* _Directions_
Word for word, reproduce all of the entries shown below.

Stored data entries:
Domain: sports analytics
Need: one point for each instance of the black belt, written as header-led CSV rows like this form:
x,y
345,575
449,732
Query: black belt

* _Answer to the exercise_
Domain: sports analytics
Need: one point for each instance of the black belt, written as header-led CSV rows like this form:
x,y
345,575
449,732
Query: black belt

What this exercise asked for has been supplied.